Lines from the one containing "the blue and" through the end of the data are to be returned exactly, and no others.

··· Supplied records

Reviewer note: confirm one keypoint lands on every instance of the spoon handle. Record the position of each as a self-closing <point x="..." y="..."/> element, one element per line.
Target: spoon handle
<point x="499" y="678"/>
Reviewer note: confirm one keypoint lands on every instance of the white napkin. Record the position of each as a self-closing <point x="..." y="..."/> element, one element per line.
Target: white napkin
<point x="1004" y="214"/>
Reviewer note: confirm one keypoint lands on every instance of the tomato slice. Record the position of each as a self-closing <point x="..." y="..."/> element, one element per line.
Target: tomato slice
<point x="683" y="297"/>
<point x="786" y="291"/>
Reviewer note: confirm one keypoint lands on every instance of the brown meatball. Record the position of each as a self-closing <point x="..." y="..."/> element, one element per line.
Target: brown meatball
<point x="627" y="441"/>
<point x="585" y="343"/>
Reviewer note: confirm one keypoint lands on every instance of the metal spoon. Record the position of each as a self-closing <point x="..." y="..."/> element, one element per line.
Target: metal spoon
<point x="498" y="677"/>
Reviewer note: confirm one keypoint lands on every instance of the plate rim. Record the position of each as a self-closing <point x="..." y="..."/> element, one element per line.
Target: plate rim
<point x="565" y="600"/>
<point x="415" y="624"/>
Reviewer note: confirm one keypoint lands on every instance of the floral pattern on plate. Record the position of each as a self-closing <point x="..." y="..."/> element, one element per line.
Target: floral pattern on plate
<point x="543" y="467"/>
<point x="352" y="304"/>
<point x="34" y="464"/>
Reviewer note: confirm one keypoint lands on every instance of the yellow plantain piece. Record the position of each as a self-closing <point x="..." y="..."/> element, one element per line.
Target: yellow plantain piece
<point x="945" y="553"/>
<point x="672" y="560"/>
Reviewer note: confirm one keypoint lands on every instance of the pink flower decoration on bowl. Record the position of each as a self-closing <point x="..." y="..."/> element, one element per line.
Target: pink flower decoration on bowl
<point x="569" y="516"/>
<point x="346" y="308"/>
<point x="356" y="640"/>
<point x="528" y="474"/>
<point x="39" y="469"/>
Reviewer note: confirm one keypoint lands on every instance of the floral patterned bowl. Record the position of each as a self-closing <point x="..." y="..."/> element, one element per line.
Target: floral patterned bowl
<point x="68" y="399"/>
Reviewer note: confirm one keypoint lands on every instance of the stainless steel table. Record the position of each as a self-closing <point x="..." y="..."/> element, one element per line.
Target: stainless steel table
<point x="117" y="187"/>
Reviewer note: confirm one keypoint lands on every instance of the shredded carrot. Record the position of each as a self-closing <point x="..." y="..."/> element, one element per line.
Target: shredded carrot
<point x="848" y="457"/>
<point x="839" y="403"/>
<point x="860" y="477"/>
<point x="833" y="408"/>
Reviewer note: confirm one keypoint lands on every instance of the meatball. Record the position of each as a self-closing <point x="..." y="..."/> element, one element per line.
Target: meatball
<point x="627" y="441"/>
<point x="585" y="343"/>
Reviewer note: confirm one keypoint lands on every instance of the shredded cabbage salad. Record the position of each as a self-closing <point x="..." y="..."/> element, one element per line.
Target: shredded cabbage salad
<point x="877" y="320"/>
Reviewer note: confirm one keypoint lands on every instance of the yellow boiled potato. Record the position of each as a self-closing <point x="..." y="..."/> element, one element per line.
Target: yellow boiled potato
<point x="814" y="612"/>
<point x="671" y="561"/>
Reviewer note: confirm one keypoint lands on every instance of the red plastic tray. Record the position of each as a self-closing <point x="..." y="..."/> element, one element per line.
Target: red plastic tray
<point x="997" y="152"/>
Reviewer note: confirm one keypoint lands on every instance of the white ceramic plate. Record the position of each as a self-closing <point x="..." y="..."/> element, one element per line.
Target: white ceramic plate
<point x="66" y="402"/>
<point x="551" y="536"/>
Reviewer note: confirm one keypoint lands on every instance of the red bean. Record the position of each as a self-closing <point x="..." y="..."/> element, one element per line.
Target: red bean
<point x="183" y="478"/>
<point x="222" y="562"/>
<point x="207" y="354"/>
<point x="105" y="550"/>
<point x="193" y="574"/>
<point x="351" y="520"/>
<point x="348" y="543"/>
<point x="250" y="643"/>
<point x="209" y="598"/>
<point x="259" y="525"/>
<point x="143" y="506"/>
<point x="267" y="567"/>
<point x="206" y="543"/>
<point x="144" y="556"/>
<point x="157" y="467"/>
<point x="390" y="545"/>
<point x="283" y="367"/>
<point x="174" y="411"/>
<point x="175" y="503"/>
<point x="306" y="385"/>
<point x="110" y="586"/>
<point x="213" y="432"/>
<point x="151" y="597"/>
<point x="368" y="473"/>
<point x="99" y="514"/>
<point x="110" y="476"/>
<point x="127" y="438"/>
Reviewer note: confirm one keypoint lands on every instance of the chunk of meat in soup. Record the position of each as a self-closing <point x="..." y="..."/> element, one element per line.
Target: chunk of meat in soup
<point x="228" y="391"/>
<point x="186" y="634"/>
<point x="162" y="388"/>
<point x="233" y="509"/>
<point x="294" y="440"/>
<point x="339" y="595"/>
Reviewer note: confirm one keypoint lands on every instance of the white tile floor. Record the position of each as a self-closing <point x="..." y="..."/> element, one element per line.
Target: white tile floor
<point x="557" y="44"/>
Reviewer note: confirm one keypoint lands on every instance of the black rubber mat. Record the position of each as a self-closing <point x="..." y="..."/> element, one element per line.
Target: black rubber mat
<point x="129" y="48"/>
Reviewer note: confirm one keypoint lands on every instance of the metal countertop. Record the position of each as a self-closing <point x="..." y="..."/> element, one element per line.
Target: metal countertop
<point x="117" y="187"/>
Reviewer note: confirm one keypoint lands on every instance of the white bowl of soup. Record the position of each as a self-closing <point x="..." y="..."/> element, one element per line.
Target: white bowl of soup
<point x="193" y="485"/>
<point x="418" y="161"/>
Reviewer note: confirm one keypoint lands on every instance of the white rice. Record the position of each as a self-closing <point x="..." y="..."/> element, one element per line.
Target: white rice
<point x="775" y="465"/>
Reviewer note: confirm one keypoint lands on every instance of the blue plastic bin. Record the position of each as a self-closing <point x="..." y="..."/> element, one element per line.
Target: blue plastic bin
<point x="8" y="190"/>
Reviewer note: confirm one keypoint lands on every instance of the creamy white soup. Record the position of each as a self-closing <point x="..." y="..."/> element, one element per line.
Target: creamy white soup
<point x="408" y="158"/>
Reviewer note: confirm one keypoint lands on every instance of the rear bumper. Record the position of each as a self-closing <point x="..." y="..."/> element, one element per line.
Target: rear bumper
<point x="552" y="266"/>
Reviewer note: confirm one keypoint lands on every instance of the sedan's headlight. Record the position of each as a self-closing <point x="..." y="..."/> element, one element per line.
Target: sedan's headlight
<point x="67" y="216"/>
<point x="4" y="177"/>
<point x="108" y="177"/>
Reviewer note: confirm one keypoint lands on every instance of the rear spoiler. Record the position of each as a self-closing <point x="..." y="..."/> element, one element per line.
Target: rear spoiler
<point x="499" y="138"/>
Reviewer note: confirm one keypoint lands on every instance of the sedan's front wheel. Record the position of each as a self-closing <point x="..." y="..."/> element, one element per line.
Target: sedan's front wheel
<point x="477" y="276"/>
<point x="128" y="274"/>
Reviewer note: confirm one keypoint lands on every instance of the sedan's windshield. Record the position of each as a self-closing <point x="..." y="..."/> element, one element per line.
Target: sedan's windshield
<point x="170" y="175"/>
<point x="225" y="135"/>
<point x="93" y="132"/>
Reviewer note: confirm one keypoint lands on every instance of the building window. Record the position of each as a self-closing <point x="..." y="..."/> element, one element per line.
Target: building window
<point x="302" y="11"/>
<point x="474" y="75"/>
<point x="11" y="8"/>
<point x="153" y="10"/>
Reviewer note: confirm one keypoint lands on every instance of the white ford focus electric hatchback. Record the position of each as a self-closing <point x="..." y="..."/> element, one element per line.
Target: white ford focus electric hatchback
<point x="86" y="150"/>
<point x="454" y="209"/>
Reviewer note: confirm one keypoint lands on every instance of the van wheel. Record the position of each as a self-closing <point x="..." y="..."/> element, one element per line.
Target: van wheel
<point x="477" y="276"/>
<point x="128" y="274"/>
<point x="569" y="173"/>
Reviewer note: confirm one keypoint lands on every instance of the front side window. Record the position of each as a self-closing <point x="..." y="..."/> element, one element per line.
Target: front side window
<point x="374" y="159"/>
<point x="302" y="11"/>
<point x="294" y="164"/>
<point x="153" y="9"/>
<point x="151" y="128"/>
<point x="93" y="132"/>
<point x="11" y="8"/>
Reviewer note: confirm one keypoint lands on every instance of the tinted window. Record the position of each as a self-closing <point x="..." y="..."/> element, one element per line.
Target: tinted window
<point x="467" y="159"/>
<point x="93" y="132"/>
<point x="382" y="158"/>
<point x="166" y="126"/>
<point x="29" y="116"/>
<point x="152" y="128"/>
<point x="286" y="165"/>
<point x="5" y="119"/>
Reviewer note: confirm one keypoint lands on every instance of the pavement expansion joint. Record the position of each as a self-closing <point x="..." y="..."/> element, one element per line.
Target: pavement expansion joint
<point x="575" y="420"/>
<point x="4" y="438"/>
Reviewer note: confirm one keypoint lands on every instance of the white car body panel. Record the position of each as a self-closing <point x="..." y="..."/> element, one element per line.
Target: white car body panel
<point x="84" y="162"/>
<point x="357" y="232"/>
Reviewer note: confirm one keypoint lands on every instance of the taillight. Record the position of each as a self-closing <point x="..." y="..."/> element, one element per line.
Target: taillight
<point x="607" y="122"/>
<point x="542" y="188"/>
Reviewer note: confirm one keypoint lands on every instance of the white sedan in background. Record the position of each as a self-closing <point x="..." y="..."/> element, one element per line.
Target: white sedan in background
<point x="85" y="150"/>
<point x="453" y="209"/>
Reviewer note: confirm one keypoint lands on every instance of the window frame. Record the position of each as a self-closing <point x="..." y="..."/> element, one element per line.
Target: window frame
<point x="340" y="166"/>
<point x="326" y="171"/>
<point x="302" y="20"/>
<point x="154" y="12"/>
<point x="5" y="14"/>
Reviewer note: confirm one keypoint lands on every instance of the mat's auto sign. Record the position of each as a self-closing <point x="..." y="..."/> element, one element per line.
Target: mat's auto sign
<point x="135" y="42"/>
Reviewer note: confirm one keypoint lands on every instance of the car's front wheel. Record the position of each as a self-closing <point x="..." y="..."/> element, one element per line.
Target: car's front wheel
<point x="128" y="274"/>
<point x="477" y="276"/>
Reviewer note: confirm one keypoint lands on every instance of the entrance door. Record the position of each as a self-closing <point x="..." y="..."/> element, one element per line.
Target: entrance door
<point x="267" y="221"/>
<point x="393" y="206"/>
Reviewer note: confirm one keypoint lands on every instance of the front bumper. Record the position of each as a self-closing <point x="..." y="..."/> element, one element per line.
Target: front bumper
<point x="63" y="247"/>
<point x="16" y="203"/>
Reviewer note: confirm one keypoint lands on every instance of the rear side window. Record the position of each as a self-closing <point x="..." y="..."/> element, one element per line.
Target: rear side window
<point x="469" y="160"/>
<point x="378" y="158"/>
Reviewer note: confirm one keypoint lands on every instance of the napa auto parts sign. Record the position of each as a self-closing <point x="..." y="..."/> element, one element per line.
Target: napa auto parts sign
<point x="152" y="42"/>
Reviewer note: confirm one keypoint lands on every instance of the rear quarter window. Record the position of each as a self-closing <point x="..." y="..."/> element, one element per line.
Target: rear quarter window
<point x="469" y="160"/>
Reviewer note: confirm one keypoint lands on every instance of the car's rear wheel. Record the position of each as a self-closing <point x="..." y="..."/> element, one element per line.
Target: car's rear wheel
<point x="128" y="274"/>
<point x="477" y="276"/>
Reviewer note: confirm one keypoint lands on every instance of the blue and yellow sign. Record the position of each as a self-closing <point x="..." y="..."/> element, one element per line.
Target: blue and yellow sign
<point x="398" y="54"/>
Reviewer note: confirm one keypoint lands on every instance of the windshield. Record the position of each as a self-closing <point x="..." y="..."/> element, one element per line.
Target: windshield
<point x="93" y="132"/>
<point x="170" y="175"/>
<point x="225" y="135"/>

······

Result »
Reviewer note: confirm one keypoint lands on every instance of the blue and yellow sign. Record the position of each as a self-closing <point x="..." y="..."/> element, one element per line.
Target: blue and yellow sign
<point x="398" y="54"/>
Reviewer note: confirm one keypoint lands on every instance of the windshield. Record the position of each as a self-closing <point x="..." y="..."/> element, one element per line.
Target: windshield
<point x="93" y="132"/>
<point x="170" y="175"/>
<point x="225" y="135"/>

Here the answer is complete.